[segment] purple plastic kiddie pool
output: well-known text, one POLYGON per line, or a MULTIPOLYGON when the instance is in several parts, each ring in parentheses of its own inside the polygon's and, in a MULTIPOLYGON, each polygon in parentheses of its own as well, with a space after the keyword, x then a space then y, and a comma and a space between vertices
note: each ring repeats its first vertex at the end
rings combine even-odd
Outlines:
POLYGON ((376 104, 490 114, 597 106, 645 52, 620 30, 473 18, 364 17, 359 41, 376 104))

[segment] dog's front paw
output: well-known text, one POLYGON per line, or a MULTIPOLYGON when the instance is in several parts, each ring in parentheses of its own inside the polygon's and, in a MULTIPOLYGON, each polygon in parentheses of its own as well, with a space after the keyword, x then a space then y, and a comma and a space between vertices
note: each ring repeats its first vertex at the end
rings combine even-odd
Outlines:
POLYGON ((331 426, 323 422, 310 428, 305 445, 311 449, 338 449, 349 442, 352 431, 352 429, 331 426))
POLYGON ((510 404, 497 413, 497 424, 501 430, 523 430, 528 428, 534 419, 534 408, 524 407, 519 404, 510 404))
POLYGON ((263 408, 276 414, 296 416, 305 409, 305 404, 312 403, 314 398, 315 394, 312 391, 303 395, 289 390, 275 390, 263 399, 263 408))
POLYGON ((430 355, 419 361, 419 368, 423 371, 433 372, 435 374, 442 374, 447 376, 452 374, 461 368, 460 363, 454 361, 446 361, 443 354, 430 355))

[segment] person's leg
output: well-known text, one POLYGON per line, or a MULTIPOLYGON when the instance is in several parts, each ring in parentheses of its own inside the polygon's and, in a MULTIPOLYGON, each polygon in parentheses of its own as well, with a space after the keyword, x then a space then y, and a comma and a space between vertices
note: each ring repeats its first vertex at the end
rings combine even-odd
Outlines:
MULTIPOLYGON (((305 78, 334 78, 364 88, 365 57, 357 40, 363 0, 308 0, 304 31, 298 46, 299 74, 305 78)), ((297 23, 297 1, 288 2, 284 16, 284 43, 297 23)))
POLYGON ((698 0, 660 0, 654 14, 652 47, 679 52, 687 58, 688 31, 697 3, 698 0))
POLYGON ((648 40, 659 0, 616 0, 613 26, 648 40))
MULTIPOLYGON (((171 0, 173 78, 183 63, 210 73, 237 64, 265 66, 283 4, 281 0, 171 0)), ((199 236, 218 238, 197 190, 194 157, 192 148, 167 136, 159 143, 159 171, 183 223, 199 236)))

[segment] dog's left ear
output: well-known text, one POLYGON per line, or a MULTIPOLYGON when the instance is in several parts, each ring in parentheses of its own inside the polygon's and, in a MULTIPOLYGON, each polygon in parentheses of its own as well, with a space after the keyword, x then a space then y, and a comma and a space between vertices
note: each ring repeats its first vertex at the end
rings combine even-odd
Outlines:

****

__Aufgabenstellung__: Aktualisiere die Daten oben, indem du überall „Outlines“ durch „Contours“ ersetzt. Alles andere bleibt unverändert.

__Ergebnis der Aufgabe__:
[segment] purple plastic kiddie pool
output: well-known text, one POLYGON per line, or a MULTIPOLYGON when the instance is in several parts, each ring in parentheses of its own inside the polygon's and, in a MULTIPOLYGON, each polygon in parentheses of its own as well, with a space after the keyword, x then a space then y, and a comma and a space between vertices
note: each ring repeats its first vertex at the end
rings combine even-odd
Contours:
POLYGON ((376 104, 490 114, 597 106, 645 52, 620 30, 473 18, 364 17, 359 41, 376 104))

[segment] dog's front paw
output: well-known text, one POLYGON per line, or a MULTIPOLYGON when the instance is in several parts, each ring in parentheses of its own inside the polygon's and, in a MULTIPOLYGON, each polygon in parentheses of its own as well, with a space after the keyword, x then a space then y, and a comma and a space between vertices
note: each ring repeats its first vertex at the end
rings combine even-odd
Contours:
POLYGON ((331 426, 323 422, 310 428, 305 445, 311 449, 338 449, 349 442, 352 431, 352 429, 331 426))
POLYGON ((510 404, 497 413, 497 424, 501 430, 523 430, 528 428, 534 419, 534 408, 524 407, 519 404, 510 404))
POLYGON ((263 408, 276 414, 296 416, 305 409, 305 404, 312 403, 314 398, 315 394, 312 391, 303 395, 289 390, 275 390, 263 399, 263 408))
POLYGON ((430 355, 419 361, 419 368, 423 371, 433 372, 435 374, 442 374, 447 376, 452 374, 461 368, 460 363, 454 361, 446 361, 443 354, 430 355))

[segment] person's leg
output: well-known text, one POLYGON per line, or a MULTIPOLYGON when the instance is in several parts, each ring in parentheses of its own inside the polygon's and, in a MULTIPOLYGON, each polygon in parentheses of its own as well, with a space after the keyword, x then a space then y, and a comma and a space between vertices
note: each ring repeats its first vertex at the end
rings combine even-odd
Contours:
MULTIPOLYGON (((305 78, 334 78, 364 88, 365 57, 357 40, 363 0, 308 0, 304 31, 298 46, 299 74, 305 78)), ((297 23, 297 1, 288 2, 284 16, 284 43, 297 23)))
POLYGON ((698 0, 660 0, 654 14, 652 47, 679 52, 687 58, 688 31, 697 3, 698 0))
POLYGON ((648 40, 659 0, 616 0, 613 26, 648 40))
MULTIPOLYGON (((171 0, 173 78, 183 63, 210 73, 237 64, 265 66, 283 4, 281 0, 171 0)), ((199 236, 218 238, 197 190, 194 157, 192 148, 167 136, 159 143, 159 171, 183 223, 199 236)))

[segment] dog's left ear
output: well-known text, one POLYGON per line, or a MULTIPOLYGON when the instance is in several parts, each ring in parentheses of its own inside the polygon's and, in a MULTIPOLYGON, each polygon in parentheses of its own as well, with a space after the keyword, x then a space then y, and a comma and a space between vertices
note: each ring repeats its first vertex at the end
rings combine even-odd
Contours:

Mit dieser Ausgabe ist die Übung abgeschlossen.